- _Stated goal_: Recast the rows from the line with "of the white" up to and including the line with "Target: white vanity cabinet" as a numbered list, leaving out any blank lines.

-------- Supplied data --------

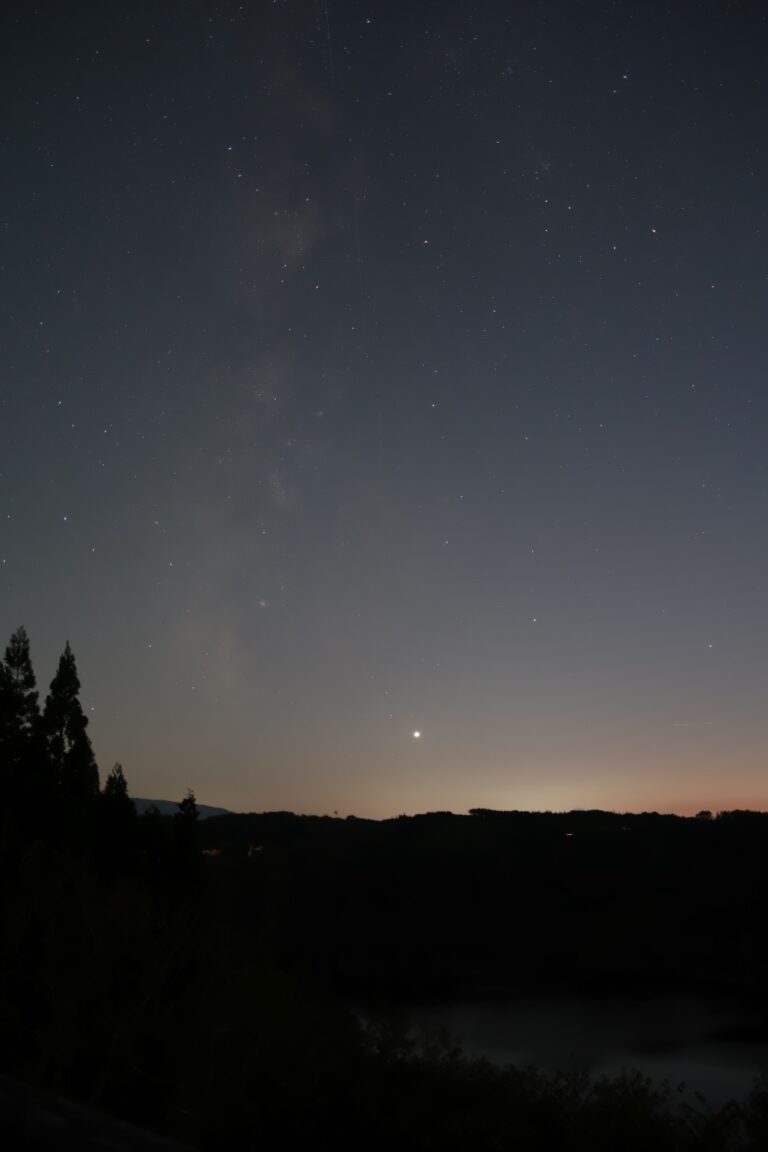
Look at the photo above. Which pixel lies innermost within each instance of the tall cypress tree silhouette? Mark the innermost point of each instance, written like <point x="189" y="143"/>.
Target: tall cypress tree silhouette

--------
-------- Supplied data --------

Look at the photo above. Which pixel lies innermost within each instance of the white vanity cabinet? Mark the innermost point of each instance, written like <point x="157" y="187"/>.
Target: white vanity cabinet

--------
-------- Supplied data --------

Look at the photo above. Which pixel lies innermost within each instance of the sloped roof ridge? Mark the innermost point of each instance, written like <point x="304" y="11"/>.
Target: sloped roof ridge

--------

- _Task solution_:
1. Look at the photo above. Which pixel lies innermost within each instance of the white vanity cabinet? Mark the innermost point of each instance, written like <point x="157" y="187"/>.
2. Target: white vanity cabinet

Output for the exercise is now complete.